**Written problem**
Reproduce the full listing that appears beneath this instruction exactly.

Begin Material

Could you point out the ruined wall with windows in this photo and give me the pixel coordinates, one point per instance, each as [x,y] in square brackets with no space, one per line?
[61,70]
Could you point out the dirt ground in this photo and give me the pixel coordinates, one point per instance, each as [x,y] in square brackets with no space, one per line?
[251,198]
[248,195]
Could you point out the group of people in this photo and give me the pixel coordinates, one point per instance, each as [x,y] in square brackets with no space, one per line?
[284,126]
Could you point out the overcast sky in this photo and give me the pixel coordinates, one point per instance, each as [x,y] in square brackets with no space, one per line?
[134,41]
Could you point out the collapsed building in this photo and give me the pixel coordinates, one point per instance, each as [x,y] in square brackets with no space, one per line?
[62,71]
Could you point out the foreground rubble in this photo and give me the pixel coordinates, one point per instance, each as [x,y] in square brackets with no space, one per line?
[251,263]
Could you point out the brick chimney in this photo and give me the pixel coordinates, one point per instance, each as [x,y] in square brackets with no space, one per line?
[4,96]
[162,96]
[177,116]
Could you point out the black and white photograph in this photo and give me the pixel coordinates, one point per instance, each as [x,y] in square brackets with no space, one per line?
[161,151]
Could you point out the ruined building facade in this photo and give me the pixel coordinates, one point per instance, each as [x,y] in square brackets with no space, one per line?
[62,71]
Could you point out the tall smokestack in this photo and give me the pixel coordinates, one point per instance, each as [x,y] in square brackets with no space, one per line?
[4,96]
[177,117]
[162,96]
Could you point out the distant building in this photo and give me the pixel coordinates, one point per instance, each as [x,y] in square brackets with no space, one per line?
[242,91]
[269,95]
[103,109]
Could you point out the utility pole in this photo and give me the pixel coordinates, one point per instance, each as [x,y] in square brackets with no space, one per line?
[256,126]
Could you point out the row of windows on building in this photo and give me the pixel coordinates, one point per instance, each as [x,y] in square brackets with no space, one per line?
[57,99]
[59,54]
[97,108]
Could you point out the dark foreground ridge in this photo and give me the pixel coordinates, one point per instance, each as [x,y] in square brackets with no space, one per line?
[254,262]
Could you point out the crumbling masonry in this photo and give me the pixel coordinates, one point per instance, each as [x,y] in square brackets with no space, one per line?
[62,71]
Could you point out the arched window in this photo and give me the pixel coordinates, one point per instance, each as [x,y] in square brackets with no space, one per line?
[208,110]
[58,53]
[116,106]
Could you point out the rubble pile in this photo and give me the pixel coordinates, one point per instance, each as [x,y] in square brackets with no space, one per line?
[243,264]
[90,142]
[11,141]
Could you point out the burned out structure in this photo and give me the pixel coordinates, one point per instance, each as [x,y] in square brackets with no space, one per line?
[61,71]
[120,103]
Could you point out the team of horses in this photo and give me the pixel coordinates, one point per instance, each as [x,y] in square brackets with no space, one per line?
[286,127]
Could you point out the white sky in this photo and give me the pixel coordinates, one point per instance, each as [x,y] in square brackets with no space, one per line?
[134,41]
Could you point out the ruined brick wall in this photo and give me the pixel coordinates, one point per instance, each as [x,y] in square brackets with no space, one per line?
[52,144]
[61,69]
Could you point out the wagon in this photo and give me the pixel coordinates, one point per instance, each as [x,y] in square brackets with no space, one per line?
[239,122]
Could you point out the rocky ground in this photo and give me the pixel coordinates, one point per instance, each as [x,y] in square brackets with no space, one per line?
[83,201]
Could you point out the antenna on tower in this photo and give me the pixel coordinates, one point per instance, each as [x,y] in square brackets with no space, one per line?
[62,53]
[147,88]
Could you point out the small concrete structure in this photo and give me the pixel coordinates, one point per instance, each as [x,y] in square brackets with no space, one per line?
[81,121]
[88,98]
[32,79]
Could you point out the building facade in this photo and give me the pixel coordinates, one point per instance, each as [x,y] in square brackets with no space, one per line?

End Material

**Result of this task**
Could you point out the ruined wall with windows in this photo and give me the pixel coordinates, one point per instance, each as [x,y] in square brackets with no space, one per line?
[61,70]
Could you point out the dirt ground in this photo and give me the pixel coordinates, one point per instance, each as [x,y] in square brackets with no space, one per line?
[251,198]
[248,195]
Could you point out the group of people in this photo and give me the pixel coordinates, one point per instance, each as [x,y] in square brackets with no space, one per line?
[284,126]
Could you point out the overcast sky in this photo and give me the pixel coordinates, one point per instance, each as [x,y] in square brackets with no space, one per line?
[134,41]
Could you point out the collapsed building in this photo and give me the pixel coordinates, one point per instance, each as [x,y] in square brackets with no space, one per line?
[62,71]
Could you point out the foreground rubble in this photo and give me the pixel coordinates, one point per instance, each as [x,y] in square brackets with no space, one per line?
[251,263]
Could you point out the brick chimney in this photo and give me the pixel coordinates, one point per instance, each as [x,y] in square brackets with no space, one per line?
[4,96]
[162,96]
[177,116]
Could you point out the black and white photograph in this photo and give me the pixel coordinates, one point per instance, each as [x,y] in square brackets with no space, one per line?
[161,151]
Could you point out the ruined building facade in this photo and give me the pixel coordinates, one point per instance, each as [x,y] in square brackets with no space, one per line?
[62,71]
Could you point out the tall smokestack in this photo and give me the pixel coordinates, one point per instance, each as [x,y] in square brackets with no space, one per line?
[4,96]
[177,117]
[162,96]
Could you point out the distant building in this photo and give me the pixel coordinates, one point per instance, each as [x,y] in square brackets with no space, one per line?
[242,91]
[269,95]
[103,109]
Could you point out the utility pole in this photo and give me the pixel coordinates, one point per instance, each as [x,y] in square brackets with no space, one per line?
[256,126]
Could you point out the row of windows on building in this photo and give me the pixel coordinates, one point per instance, each as [x,y] in square brackets with no space, one per line?
[57,99]
[59,54]
[97,108]
Could you point out the dark foreground ridge in this photo and give me the pixel coordinates, one point per instance, each as [x,y] in square brackets with no space, one per line?
[254,262]
Could you point out the crumbling masonry in this photo and give me the pixel coordinates, one point per instance, each as [x,y] in square brackets with no space, one per line?
[62,71]
Could you point out the arched window in this photo and give me the pixel coordinates, one point per instance, each as [x,y] in square brackets with no space, one per line?
[208,110]
[58,53]
[116,106]
Could you point out the rubble pile in this photo and give me the pixel coordinates, one point per instance, each as [x,y] in square brackets with no space, one per line?
[243,264]
[90,142]
[11,141]
Could you point out the burned out structure in this photo and give me the pixel coordinates, one point per instance, each as [x,y] in square brackets with no space, one per line?
[61,71]
[120,103]
Could you point out the team of horses in this photo and give me the pixel coordinates, one point per instance, each as [x,y] in square brackets with no space, one per line?
[286,127]
Could you point out the white sky in this photo and give me the pixel coordinates, one point per instance, each as [x,y] in square brackets with no space, one per line?
[134,41]
Could you point out the ruined brick wall in this photo and give me the pixel coordinates, one point per instance, each as [x,y] in square brackets with no space, one per line?
[52,144]
[61,69]
Could you point out the wagon in this photo and give me the pixel coordinates, one point per instance, each as [x,y] in square brackets with no space, one per line?
[239,122]
Could you point out the rocky ground in this photo and give me the pixel coordinates, one point per instance, each as [x,y] in square brackets with no space, one per line?
[83,201]
Could you point out the antenna on tower in this photo and give me the pixel coordinates, one point per instance, each as [x,y] in square brackets with no space, one per line?
[62,53]
[147,88]
Could you point out the small concrete structure in this photo and give me the pixel coordinates, one point per instance, each as [x,y] in square brackets with no space, one per line?
[81,121]
[88,98]
[32,79]
Could you point out the building facade in this photo and give me the pixel coordinates, one point per instance, each as [x,y] in square brackets with no space, one per line?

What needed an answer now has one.